--- Begin The input ---
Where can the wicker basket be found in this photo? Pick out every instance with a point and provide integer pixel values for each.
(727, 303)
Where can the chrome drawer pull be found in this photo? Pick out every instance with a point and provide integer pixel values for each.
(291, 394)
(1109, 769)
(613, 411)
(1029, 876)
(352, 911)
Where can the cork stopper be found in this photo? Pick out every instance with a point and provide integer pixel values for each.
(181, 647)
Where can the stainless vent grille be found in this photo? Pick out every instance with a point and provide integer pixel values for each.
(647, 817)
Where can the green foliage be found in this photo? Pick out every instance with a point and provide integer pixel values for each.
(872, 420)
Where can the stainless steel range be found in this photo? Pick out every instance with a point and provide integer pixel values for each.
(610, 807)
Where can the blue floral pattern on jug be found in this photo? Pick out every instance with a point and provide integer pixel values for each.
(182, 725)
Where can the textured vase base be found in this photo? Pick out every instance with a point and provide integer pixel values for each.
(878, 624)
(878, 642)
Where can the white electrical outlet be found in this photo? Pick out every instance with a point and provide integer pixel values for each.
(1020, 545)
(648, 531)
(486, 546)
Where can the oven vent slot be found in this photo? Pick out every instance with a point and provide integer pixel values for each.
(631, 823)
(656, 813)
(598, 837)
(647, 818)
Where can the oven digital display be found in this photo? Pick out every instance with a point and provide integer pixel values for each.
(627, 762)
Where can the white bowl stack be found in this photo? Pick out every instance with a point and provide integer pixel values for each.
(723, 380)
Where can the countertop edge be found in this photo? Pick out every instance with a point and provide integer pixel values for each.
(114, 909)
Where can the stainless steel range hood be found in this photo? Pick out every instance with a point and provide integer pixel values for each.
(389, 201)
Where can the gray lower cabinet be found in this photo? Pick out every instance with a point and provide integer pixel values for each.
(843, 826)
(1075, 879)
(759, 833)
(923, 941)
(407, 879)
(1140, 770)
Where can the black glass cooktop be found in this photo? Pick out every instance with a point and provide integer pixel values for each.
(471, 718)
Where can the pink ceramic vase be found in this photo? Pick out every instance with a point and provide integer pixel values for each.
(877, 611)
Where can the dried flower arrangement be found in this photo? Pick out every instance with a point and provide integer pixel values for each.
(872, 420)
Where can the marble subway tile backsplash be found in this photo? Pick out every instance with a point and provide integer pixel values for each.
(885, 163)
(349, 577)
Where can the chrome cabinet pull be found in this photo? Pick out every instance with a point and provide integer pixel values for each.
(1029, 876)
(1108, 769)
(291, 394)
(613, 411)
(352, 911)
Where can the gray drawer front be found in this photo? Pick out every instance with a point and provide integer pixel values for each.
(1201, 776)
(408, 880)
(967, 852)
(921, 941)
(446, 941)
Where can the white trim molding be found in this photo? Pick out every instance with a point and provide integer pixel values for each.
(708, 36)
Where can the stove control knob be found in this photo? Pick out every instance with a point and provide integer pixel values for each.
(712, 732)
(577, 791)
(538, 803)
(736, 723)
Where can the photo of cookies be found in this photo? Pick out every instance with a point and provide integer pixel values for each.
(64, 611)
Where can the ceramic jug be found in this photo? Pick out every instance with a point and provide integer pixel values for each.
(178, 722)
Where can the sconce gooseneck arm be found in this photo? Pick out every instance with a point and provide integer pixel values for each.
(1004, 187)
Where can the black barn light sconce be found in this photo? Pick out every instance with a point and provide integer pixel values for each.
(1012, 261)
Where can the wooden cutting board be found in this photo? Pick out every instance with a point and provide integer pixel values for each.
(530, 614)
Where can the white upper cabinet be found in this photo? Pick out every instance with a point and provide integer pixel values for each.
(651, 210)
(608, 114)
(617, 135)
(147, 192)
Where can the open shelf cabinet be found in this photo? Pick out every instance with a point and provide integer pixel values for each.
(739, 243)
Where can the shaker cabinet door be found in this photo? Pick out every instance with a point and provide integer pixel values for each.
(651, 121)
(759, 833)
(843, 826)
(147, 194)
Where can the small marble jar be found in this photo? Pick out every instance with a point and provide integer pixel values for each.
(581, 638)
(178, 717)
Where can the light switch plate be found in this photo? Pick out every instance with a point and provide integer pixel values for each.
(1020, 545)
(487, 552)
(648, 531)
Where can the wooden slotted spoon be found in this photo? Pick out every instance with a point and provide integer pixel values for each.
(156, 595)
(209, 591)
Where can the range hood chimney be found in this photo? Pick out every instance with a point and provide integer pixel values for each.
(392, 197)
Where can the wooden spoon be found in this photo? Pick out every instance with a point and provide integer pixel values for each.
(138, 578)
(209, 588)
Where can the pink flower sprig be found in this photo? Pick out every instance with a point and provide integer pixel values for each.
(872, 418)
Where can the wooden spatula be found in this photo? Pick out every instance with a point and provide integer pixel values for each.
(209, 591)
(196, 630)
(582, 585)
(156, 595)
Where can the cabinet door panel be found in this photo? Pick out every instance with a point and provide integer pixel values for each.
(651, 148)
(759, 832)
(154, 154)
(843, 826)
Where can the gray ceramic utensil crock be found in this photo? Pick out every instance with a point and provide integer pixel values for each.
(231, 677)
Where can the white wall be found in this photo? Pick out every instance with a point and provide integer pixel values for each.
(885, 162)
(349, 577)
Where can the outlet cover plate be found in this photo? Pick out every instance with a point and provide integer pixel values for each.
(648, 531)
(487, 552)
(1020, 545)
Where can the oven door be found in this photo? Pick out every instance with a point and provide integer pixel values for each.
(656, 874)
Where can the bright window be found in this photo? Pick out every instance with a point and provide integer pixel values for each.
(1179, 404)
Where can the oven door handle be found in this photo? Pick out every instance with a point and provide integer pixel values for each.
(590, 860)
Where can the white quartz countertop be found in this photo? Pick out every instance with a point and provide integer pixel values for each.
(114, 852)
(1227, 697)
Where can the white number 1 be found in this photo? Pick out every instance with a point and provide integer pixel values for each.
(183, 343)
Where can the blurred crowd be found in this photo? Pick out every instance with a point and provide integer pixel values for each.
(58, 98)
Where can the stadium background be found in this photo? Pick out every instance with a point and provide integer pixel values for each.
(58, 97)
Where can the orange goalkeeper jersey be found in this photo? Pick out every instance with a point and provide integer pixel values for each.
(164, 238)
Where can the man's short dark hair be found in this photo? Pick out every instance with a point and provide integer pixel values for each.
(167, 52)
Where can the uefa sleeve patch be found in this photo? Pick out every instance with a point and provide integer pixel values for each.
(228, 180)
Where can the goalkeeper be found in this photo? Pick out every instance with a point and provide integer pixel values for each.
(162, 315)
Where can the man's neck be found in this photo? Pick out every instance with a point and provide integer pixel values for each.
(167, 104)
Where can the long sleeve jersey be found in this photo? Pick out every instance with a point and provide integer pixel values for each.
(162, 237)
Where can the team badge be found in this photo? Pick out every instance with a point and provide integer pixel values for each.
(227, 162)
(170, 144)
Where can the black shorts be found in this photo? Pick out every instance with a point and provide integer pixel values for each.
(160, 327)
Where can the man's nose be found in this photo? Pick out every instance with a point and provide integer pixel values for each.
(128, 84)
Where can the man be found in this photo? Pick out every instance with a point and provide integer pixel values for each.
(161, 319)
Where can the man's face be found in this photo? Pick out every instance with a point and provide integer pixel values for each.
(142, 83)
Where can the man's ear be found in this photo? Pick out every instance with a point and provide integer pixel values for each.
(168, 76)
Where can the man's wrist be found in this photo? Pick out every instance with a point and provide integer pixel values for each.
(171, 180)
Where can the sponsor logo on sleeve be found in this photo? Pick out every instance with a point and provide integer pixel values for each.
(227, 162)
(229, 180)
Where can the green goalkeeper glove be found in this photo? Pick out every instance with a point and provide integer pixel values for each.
--- End The input ---
= Your task =
Repeat the material above in full, exactly as it stands.

= Response for this exercise =
Where can the wicker basket be found in this photo? Pick out every instance with a point and provide integer pixel values for each.
(727, 303)
Where can the chrome drawer pull be found in this photo? Pick out every instance with a point and provide integer pixel values for each.
(291, 394)
(1109, 769)
(613, 411)
(1029, 876)
(352, 911)
Where can the cork stopper be found in this photo? Pick out every instance with a point and provide integer pixel values for each.
(181, 647)
Where can the stainless vent grille be found in this photo? Pick out every instance with a point and provide integer pixel values for each.
(647, 817)
Where can the green foliage be found in this photo? Pick out every instance with a point and provide integer pixel values for each.
(872, 420)
Where can the stainless steel range be found in this photo? Pick out every instance with a point and provide integer pixel values for each.
(610, 807)
Where can the blue floral pattern on jug be found in this photo? Pick out every instance with a point and provide integer pixel values for each.
(182, 725)
Where can the textured vase base be found in this photo? Pick out every instance with a point and provide integer pixel values for each.
(878, 624)
(878, 642)
Where can the white electrical outlet be found in this photo? Pick out every instance with a point and provide integer pixel values for each.
(1020, 545)
(648, 531)
(486, 546)
Where can the oven vent slot be found in this photo? Pick out every instance with a point and provide integer pixel values for each.
(631, 823)
(656, 813)
(598, 837)
(647, 818)
Where can the oven digital display be found in this photo? Pick out every instance with a point and provide integer pixel values for each.
(627, 762)
Where can the white bowl stack be found in this photo? Pick out every instance with a point and provide integer pixel values for each.
(723, 380)
Where can the countertop edge be found in this photo? Pick out every instance with a point and provide integer pixel values for each.
(114, 909)
Where can the stainless steel range hood be found in this photo? Pick out every instance with a point and provide integer pixel values for each.
(389, 201)
Where can the gray lower cabinet be found in this photo? Pick out every instance with a point and provide integer pixel values for each.
(843, 826)
(1075, 879)
(759, 833)
(923, 941)
(407, 879)
(1140, 770)
Where can the black glass cooktop be found in this photo? Pick out every instance with a point and provide integer pixel values for each.
(471, 718)
Where can the pink ceramic vase be found in this photo? Pick out every instance with a point and provide integer pixel values for each.
(877, 611)
Where can the dried flower arrangement be found in this photo? Pick out every instance with a point and provide integer pixel values for each.
(872, 420)
Where can the marble subway tile backsplash be found in this photo? Pick out every instance with a point and provide integer pixel values for each.
(885, 163)
(349, 577)
Where can the chrome cabinet pull be found in this photo? Pick out every instance with a point and provide integer pixel values for each.
(1029, 876)
(1108, 769)
(291, 394)
(613, 411)
(352, 911)
Where can the gray drawer front be found in this photo? Pick out every instance with a point and provide integer pixel values for each.
(1201, 776)
(408, 880)
(967, 852)
(921, 941)
(446, 941)
Where can the white trim molding be found in this photo? Pick out every instance with a point and provide integer pixel values for each.
(708, 36)
Where can the stove control knob be found in this photo? Pick out every instance with a point and provide integer pixel values for each.
(712, 732)
(577, 791)
(538, 803)
(736, 723)
Where can the photo of cookies be found in this photo? Pick out every instance with a point and provide integer pixel values for each.
(64, 611)
Where can the ceramic jug be found in this photo? Pick out every instance with a point and provide integer pixel values for each.
(178, 722)
Where can the sconce gooseneck arm be found in this photo? Pick out every instance with a point and provide integer pixel values for each.
(1004, 187)
Where can the black barn light sconce be found in this photo? Pick out every instance with a point and provide integer pixel values for each.
(1012, 261)
Where can the wooden cutting board be found in this photo? Pick out every instance with a point and provide integer pixel values for each.
(530, 614)
Where can the white upper cabinet be found in this photo? Pick out every instance with a point and provide integer pixel values for each.
(651, 210)
(608, 114)
(617, 135)
(147, 192)
Where can the open shelf cabinet be found in this photo? Pick out every instance with a point and provide integer pixel values for each.
(739, 243)
Where can the shaker cabinet door be found in this photo? Pick out every instance with a point and provide integer pixel values for each.
(651, 121)
(759, 833)
(843, 826)
(147, 194)
Where can the small marble jar be found in this photo? Pick out every instance with a point and provide integer pixel values for each.
(581, 638)
(178, 717)
Where can the light switch plate be found in this photo? Pick out every instance with a point and provide integer pixel values for each.
(1020, 545)
(487, 552)
(648, 531)
Where can the wooden slotted spoon be found in this photo? Pick out every instance with a point and provide integer pixel values for each.
(156, 595)
(209, 591)
Where can the range hood chimney be found in this photo? Pick out every instance with a point and provide integer pixel values for each.
(392, 197)
Where can the wooden spoon be found in this photo? Pick out every instance with a point and provide integer pixel values for each.
(138, 578)
(209, 588)
Where can the pink flower sprig be found in this photo? Pick out every instance with a point and provide integer pixel values for each.
(872, 418)
Where can the wooden spatula be found in this photo? Pick out every instance with a point and provide integer pixel values for each.
(209, 591)
(196, 630)
(582, 585)
(156, 595)
Where can the cabinet door panel be found in this photo? Pick out every instance with a point and provide integer pixel values for each.
(651, 148)
(759, 832)
(154, 154)
(843, 826)
Where can the gray ceramic utensil crock be found in this photo? Pick out every instance with a point and provide integer pixel values for each.
(231, 677)
Where can the white wall be found in this photo? Pick out every instance with a point and provide integer pixel values for each.
(885, 162)
(349, 577)
Where can the outlet cover plate be found in this photo? Pick out every instance with a point and provide integer pixel values for each.
(648, 531)
(487, 552)
(1020, 545)
Where can the oven door be found in this photo? Pick out every instance with a point and provide integer pixel values for each.
(656, 874)
Where can the bright window be found in this photo? Pick out every instance with a point and provide integer pixel values for each.
(1179, 404)
Where can the oven door handle be found in this photo? Pick out every instance with a point and provide integer pixel values for each.
(590, 860)
Where can the white quartz countertop be found in this photo? Pick out every instance with a point and provide integer pixel values for each.
(114, 852)
(1227, 697)
Where can the white number 1 be found in this photo? Pick out every instance with a point and provide integer pixel values for each.
(183, 343)
Where can the blurred crowd be found in this photo? Pick out every instance with a point and provide integer pixel values for each.
(58, 98)
Where can the stadium background be found in this photo? Pick out every instance with a point and provide integer pixel values for each.
(58, 97)
Where can the orange goalkeeper jersey be found in this photo? Pick out every instance with a point and provide integer pixel values for each.
(164, 238)
Where can the man's short dark hair be found in this photo? Pick out every instance with a point and provide integer pixel values for each.
(167, 52)
Where can the uefa sleeve patch be found in this photo? Pick out every instance with a point and provide integer pixel values for each.
(228, 180)
Where can the goalkeeper be found in this photo? Pick out every instance with a point and provide integer pixel values for each.
(162, 315)
Where can the man's neck be found in this photo? Pick out every instance with a point and provide integer pixel values for each.
(167, 104)
Where can the long sleeve jersey be found in this photo? Pick out every instance with a point and provide integer pixel values for each.
(162, 237)
Where can the team badge be found in this photo? Pick out every instance with a point and provide integer pixel values for each.
(227, 162)
(170, 144)
Where can the black shorts be found in this photo? Pick out every instance with a point and provide integer pixel values for each.
(160, 327)
Where can the man's nose be found in this photo? Pick out every instance with a point and provide integer pixel values for each.
(128, 84)
Where can the man be found in this photo? Pick out every instance with a point and provide integer pixel values for each.
(161, 319)
Where can the man's face be found in this photo? Pick out every instance with a point and provide integer pixel values for each.
(142, 83)
Where can the man's ear be found in this photo? Pick out every instance with a point and provide integer pixel values for each.
(168, 76)
Where can the man's wrist be found in this photo? Pick out every instance with a point and provide integer pixel values for each.
(171, 180)
Where can the sponsor logo on sleeve be found in this photo? Pick out every instance with a point and provide integer pixel values for each.
(227, 162)
(229, 180)
Where can the green goalkeeper glove be found in this photo? Pick out every instance with a point and provide integer pixel values for each.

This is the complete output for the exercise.